### PROVIDED TEXT
Dane O'Connor
Dane O'Connor

Reputation: 77278

Remove capture groups from a regex

I have a regex 'simple' that I'd like to use as a building block for another regex 'complex'. The trouble is, the capture groups in 'simple' are interfering with 'complex'. These low level capture groups are details I don't to care about. I'd love to remove them before the regex is consumed.

The question is: how?

Put another way, in code, this isn't working well:

simple = /(a)bc/
complex = /(#{simple}) - (#{simple})/
complex.match("abc - abc").captures # => ["abc", "a", "abc", "a"]
// when I need ["abc","abc"]

I'd much rather write:

simple = /(a)bc/
complex = /(#{simple.without_capture}) - (#{simple.without_capture})/
complex.match("abc - abc").captures # => ["abc", "abc"]

I'm a stuck on how to do this, but I'm betting it's been done before. The implementation of Regex#without_capture would need to of course account for non-capturing groups, look ahead/behind, etc. So simply removing all the () isn't enough. Also, finding the matching ) for capture groups seems a little challenging.

Thoughts?

EDIT: I forgot to mention. I don't want to manually create two versions of simple (a capturing and non-capturing). In my actual case it would be impractical to maintain both versions. It'd be much better to be able to toggle the capturing dynamically.

Upvotes: 5

Views: 16368

Answers (5)

svoop
svoop

Reputation: 3454

I know this is an old question, however, I've written a refinement for a parser project with many expressions with capture groups for scanning which need identical non-capturing counterparts for splitting.

### RAW RECORDS
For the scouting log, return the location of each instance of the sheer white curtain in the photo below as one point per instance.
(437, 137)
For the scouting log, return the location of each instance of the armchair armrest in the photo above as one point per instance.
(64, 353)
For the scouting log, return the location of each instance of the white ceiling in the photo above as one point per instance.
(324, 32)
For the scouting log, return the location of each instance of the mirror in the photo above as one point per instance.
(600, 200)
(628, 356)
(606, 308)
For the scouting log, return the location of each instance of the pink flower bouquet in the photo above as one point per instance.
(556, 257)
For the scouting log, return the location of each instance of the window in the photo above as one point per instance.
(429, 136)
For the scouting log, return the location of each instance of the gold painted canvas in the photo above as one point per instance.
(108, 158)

### WHAT YOU HAVE TO DO
Could you copy the regex thread from "Remove capture groups" to "question is: how?" and replace "capture groups" with "numbered groups" throughout? Work from the regex thread alone.

### WRITTEN RESPONSE
Remove numbered groups from a regex

I have a regex 'simple' that I'd like to use as a building block for another regex 'complex'. The trouble is, the numbered groups in 'simple' are interfering with 'complex'. These low level numbered groups are details I don't to care about. I'd love to remove them before the regex is consumed.

The question is: how?